* [Required work]: Reproduce the records from the line with "TARGET: green leaf" through the end of the records, including both ends, changing "point" to "marker" and leaving everything else unchanged.

=-=-=

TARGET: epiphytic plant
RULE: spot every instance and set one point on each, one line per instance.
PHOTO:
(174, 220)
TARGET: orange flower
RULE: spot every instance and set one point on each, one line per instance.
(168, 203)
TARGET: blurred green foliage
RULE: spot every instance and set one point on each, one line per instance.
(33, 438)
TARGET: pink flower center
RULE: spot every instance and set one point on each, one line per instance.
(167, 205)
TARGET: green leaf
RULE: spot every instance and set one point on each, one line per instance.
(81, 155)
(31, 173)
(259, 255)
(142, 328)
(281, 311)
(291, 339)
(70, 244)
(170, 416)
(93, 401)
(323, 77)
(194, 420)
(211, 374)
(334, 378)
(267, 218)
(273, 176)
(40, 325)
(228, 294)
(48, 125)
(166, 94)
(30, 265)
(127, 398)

=-=-=

* [Solution]:
TARGET: green leaf
RULE: spot every instance and set one marker on each, one line per instance.
(81, 155)
(31, 173)
(259, 255)
(142, 328)
(281, 311)
(291, 339)
(70, 244)
(170, 416)
(93, 401)
(323, 77)
(194, 420)
(211, 374)
(334, 378)
(267, 218)
(273, 176)
(40, 325)
(228, 294)
(48, 125)
(166, 94)
(30, 265)
(127, 398)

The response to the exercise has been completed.